(Work required)
Copy every record below, exactly as written.

Stored dataset items:
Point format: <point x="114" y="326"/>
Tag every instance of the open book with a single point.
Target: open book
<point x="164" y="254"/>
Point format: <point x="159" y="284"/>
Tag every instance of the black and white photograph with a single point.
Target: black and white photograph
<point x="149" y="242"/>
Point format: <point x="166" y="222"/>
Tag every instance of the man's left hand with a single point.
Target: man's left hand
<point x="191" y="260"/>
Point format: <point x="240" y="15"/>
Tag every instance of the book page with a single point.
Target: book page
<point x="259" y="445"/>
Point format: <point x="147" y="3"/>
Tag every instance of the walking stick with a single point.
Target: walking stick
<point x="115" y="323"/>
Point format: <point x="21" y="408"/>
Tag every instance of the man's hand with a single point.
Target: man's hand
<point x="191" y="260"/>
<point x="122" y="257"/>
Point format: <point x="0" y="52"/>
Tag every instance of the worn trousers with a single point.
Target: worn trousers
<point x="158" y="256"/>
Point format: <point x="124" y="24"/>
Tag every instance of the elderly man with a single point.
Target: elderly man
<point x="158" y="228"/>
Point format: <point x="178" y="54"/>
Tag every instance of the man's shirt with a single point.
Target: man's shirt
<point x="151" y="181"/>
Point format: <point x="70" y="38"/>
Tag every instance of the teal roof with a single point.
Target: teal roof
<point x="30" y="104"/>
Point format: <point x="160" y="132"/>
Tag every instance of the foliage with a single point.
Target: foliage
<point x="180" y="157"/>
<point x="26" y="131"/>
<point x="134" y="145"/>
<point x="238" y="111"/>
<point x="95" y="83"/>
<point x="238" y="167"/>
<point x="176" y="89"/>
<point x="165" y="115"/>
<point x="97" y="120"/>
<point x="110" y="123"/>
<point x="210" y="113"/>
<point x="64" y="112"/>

(Response below)
Point format: <point x="114" y="326"/>
Tag every instance of the open book with a single point.
Target: open book
<point x="164" y="254"/>
Point format: <point x="159" y="284"/>
Tag every instance of the black and white photograph with a single point.
Target: black and white photograph
<point x="149" y="242"/>
Point format: <point x="166" y="222"/>
Tag every instance of the man's left hand with a single point.
Target: man's left hand
<point x="191" y="260"/>
Point format: <point x="240" y="15"/>
Tag every instance of the book page with a single point.
Target: book page
<point x="259" y="445"/>
Point format: <point x="147" y="3"/>
Tag every instance of the walking stick with a single point.
Target: walking stick
<point x="115" y="323"/>
Point format: <point x="21" y="408"/>
Tag every instance of the man's hand with a single point.
Target: man's hand
<point x="191" y="260"/>
<point x="122" y="257"/>
Point format: <point x="0" y="52"/>
Tag every instance of the worn trousers with a single point.
Target: worn trousers
<point x="158" y="256"/>
Point format: <point x="124" y="24"/>
Tag every instance of the elderly man with a single point.
Target: elderly man
<point x="158" y="228"/>
Point format: <point x="178" y="54"/>
Tag every instance of the man's shirt with a single point.
Target: man's shirt
<point x="151" y="181"/>
Point format: <point x="70" y="38"/>
Tag every instance of the teal roof with a single point.
Target: teal roof
<point x="30" y="104"/>
Point format: <point x="160" y="132"/>
Tag every instance of the foliage with a single point.
Target: foliage
<point x="180" y="157"/>
<point x="26" y="131"/>
<point x="134" y="145"/>
<point x="238" y="111"/>
<point x="95" y="83"/>
<point x="238" y="167"/>
<point x="176" y="89"/>
<point x="165" y="115"/>
<point x="97" y="120"/>
<point x="110" y="123"/>
<point x="210" y="113"/>
<point x="64" y="112"/>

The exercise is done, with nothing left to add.